> INSTRUCTION
Reproduce all of the data below, replacing every "Detections" with "Bounding boxes" and changing nothing else. Leave the pictures out.
----- SUPPLIED ENTRIES
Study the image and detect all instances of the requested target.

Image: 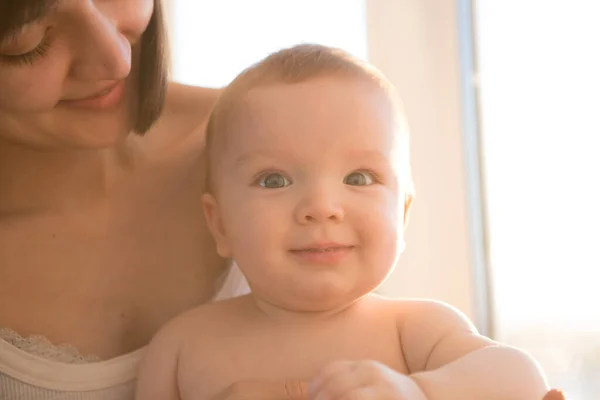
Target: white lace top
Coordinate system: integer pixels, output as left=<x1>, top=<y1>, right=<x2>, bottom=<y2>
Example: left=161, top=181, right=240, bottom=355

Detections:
left=0, top=266, right=249, bottom=400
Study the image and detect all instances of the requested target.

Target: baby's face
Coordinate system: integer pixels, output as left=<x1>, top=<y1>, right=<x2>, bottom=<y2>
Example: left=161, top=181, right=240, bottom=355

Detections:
left=207, top=78, right=406, bottom=311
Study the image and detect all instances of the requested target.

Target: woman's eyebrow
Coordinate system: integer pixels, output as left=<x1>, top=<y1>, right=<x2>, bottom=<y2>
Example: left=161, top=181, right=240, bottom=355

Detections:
left=1, top=0, right=61, bottom=42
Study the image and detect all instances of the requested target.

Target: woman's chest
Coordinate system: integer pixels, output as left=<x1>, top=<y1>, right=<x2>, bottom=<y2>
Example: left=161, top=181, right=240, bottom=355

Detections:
left=0, top=176, right=224, bottom=358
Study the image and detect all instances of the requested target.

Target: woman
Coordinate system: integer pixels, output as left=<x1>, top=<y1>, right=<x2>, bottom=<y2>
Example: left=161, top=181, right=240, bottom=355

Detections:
left=0, top=0, right=298, bottom=400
----------
> PROBLEM SOLUTION
Study the image and detect all instances of the requested target.

Image: 
Target: white lace top
Coordinate system: integer pixels, output as left=<x1>, top=<y1>, right=<x2>, bottom=<y2>
Example: left=161, top=181, right=240, bottom=355

Bounding boxes:
left=0, top=266, right=249, bottom=400
Study the image and detect all instances of the requested target.

Target: baby's face
Coordinate system: integer pixels, output as left=<x1>, top=<y1>, right=<x2>, bottom=<y2>
Example: left=161, top=181, right=240, bottom=355

Bounding boxes:
left=207, top=78, right=406, bottom=311
Study the image and detect all instances of the requested target.

Target: woman's eyebrow
Coordinate system: integer pixels, output as left=<x1>, top=<y1>, right=<x2>, bottom=<y2>
Example: left=161, top=181, right=240, bottom=355

Bounding boxes:
left=1, top=0, right=61, bottom=42
Study the image and detect all instances of the requested target.

Target: woman's chest
Coordinate system: integer pixels, output as left=<x1>, top=<y1>, right=<x2>, bottom=<y2>
Example: left=161, top=181, right=240, bottom=355

Bounding boxes:
left=0, top=176, right=224, bottom=358
Study the image and detect all instances of the requested target.

Target: woman
Coordinate system: integer pixels, output as left=<x1>, top=<y1>, right=<x2>, bottom=<y2>
Example: left=161, top=181, right=240, bottom=355

Bounding boxes:
left=0, top=0, right=298, bottom=400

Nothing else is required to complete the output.